>> start Supplied information

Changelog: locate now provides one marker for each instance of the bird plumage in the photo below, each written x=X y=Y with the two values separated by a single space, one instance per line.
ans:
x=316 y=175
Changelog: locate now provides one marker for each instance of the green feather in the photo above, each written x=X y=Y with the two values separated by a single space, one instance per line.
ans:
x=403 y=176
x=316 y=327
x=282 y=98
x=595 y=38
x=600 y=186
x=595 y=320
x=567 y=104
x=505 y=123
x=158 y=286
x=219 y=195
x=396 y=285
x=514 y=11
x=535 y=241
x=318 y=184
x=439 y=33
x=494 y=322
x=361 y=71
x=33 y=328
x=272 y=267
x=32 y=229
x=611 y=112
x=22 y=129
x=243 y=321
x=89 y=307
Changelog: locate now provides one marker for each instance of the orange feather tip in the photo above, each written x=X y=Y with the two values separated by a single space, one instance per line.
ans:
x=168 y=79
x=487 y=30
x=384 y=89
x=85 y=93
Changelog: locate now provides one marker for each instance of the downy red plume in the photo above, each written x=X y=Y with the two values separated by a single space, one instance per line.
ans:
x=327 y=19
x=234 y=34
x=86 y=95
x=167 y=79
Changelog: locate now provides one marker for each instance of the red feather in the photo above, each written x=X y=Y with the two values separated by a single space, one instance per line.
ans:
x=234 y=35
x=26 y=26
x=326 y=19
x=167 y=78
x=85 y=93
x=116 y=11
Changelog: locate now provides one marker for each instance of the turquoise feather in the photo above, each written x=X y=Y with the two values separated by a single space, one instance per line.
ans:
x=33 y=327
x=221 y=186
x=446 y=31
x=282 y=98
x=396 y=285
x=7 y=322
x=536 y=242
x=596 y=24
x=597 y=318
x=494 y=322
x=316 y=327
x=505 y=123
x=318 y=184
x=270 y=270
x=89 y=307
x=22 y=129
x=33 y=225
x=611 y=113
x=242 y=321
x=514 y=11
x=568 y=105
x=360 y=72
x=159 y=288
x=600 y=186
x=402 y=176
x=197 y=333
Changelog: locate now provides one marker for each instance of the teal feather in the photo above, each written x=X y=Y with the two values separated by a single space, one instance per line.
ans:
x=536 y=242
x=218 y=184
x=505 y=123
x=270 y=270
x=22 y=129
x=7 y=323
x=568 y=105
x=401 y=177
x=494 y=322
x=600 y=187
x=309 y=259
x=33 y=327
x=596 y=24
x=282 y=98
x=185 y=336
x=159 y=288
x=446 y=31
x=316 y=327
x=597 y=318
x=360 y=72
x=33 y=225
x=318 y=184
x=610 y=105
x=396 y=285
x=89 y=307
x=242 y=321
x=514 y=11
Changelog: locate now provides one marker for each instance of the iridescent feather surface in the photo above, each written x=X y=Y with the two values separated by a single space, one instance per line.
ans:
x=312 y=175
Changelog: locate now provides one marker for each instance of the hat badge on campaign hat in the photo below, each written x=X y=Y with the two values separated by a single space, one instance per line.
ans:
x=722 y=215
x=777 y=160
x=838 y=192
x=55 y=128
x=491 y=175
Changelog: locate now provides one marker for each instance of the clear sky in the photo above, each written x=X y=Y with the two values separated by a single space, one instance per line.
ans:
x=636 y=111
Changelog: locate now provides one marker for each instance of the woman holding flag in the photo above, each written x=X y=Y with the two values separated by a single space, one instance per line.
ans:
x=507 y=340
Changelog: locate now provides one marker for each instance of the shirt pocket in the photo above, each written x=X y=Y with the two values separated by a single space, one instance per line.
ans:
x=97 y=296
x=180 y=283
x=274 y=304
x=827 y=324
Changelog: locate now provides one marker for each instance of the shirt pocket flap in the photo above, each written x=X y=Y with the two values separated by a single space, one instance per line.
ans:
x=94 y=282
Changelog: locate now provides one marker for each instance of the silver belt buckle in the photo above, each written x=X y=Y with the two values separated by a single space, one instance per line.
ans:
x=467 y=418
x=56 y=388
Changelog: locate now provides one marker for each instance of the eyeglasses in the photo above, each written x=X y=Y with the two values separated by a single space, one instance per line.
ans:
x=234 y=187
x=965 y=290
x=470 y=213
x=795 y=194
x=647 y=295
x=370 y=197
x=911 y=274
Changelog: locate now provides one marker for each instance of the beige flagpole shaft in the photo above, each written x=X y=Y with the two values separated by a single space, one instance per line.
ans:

>> end Supplied information

Requirement:
Write out every entry again, keeping each line exactly the same.

Exercise response:
Changelog: locate now provides one marker for each instance of the bird plumage in the photo below, each written x=X y=Y with the two values separated by a single space, one instance per line.
ans:
x=316 y=175
Changelog: locate now provides one marker for each instance of the green feather in the photo above, each written x=X y=Y with the two values separated by a single space, one instance per line.
ans:
x=403 y=176
x=316 y=327
x=282 y=98
x=595 y=38
x=600 y=186
x=595 y=320
x=567 y=104
x=505 y=123
x=158 y=286
x=219 y=195
x=396 y=285
x=514 y=11
x=535 y=241
x=318 y=184
x=439 y=33
x=494 y=322
x=361 y=71
x=33 y=328
x=272 y=267
x=32 y=229
x=611 y=112
x=22 y=129
x=243 y=321
x=89 y=307
Changelog: locate now provides one marker for each instance of the orange feather tip in the photo above, each written x=X y=Y with the two values separated by a single space, one instance per line.
ans:
x=168 y=79
x=487 y=30
x=384 y=89
x=85 y=93
Changelog: locate now provides one marker for each instance of the downy red plume in the photo above, each written x=X y=Y with the two values separated by a single space, one instance per line.
ans:
x=327 y=19
x=234 y=34
x=86 y=95
x=167 y=79
Changelog: locate now provides one marker for each instance of the red feather in the photo above, each written x=X y=Y with the two values separated by a single space, one instance per line.
ans:
x=234 y=35
x=26 y=26
x=326 y=19
x=167 y=78
x=85 y=93
x=116 y=11
Changelog: locate now provides one marker for each instance of the turquoise feather in the photo above, each written x=X y=Y with the two values separated by a single space, one instance per line.
ans:
x=33 y=327
x=221 y=186
x=446 y=31
x=282 y=98
x=396 y=285
x=7 y=322
x=536 y=242
x=596 y=24
x=597 y=318
x=494 y=322
x=316 y=327
x=505 y=123
x=318 y=184
x=270 y=270
x=89 y=307
x=22 y=129
x=33 y=225
x=611 y=113
x=242 y=321
x=514 y=11
x=568 y=105
x=360 y=72
x=159 y=288
x=600 y=186
x=402 y=176
x=197 y=333
Changelog: locate now provides one marker for each instance of the teal feather in the photo above, each written x=X y=Y with the two values separated by a single space, one instance per line.
ans:
x=536 y=242
x=218 y=184
x=505 y=123
x=270 y=270
x=22 y=129
x=7 y=323
x=568 y=105
x=401 y=177
x=494 y=322
x=600 y=187
x=309 y=259
x=33 y=327
x=596 y=24
x=282 y=98
x=185 y=336
x=159 y=288
x=446 y=31
x=316 y=327
x=597 y=318
x=360 y=72
x=33 y=225
x=318 y=184
x=610 y=105
x=396 y=285
x=89 y=307
x=242 y=321
x=514 y=11
Changelog: locate now provides one marker for each instance of the iridescent feather surface in the photo above, each written x=X y=Y with the two values separated by a single space, one instance per line.
ans:
x=312 y=175
Changelog: locate now provides one marker for each instance of the hat badge on campaign hat in the photo below, each written x=X y=Y with the two values separated by a single space, one instance per line.
ans:
x=722 y=215
x=777 y=160
x=838 y=192
x=55 y=128
x=491 y=175
Changelog: locate now provides one marker for each instance of the clear sky in the photo above, each written x=X y=Y with the two values separated by a single space, one instance per line.
ans:
x=636 y=111
Changelog: locate now provides one marker for each instance of the woman holding flag in the photo above, each written x=X y=Y with the two values separated by a single space, one instance per line.
ans:
x=507 y=340
Changelog: locate now provides one marker for each instance of the shirt pocket in the photo above, each written x=X y=Y with the two values separated by a single space, one instance per line.
ans:
x=97 y=296
x=180 y=283
x=274 y=304
x=827 y=324
Changelog: locate now provides one marker for each instance of the shirt pocket flap in the photo above, each written x=X y=Y with the two values separated by a single space, one instance per line.
ans:
x=94 y=282
Changelog: locate now provides one marker for each instance of the silver belt buckle in the photo above, each written x=X y=Y with the two values separated by a single space, one instance per line.
ans:
x=467 y=418
x=56 y=388
Changelog: locate now provides one marker for each instance of the eyeglasses in the photo above, each written x=X y=Y with the two values separated by a single space, one instance per line.
ans:
x=234 y=187
x=965 y=290
x=470 y=213
x=795 y=194
x=647 y=295
x=370 y=197
x=911 y=274
Changelog: locate now provides one marker for each instance of the beige flagpole shaft in the photo above, each written x=X y=Y with the two values separated by a single space, one instance per line.
ans:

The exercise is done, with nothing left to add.